··· DATA SHOWN

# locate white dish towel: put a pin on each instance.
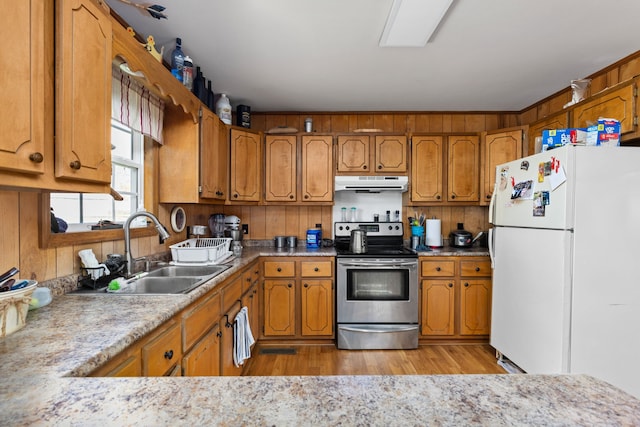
(242, 337)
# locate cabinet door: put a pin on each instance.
(213, 156)
(391, 154)
(353, 153)
(83, 91)
(475, 307)
(204, 358)
(227, 367)
(317, 168)
(279, 307)
(280, 168)
(500, 147)
(556, 121)
(245, 166)
(162, 352)
(22, 88)
(317, 307)
(463, 175)
(438, 305)
(426, 168)
(616, 103)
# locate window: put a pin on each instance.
(82, 210)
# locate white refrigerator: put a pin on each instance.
(565, 248)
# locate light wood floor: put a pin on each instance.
(328, 360)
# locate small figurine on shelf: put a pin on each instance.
(151, 48)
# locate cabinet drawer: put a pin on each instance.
(162, 352)
(279, 268)
(316, 269)
(231, 293)
(475, 268)
(199, 320)
(438, 268)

······

▸ **YOUR OBJECTIVE**
Every line from the one containing "# locate light" through the last line of the entries above must be output exactly. Leave the rest out.

▸ **ANSWER SPACE**
# locate light wood floor: put a pin on each instance.
(328, 360)
# locate small figurine on shelf: put a pin on each instance.
(151, 48)
# locate cabinet drawer: put a pin on each instance.
(162, 352)
(279, 268)
(316, 269)
(231, 293)
(475, 268)
(199, 320)
(438, 268)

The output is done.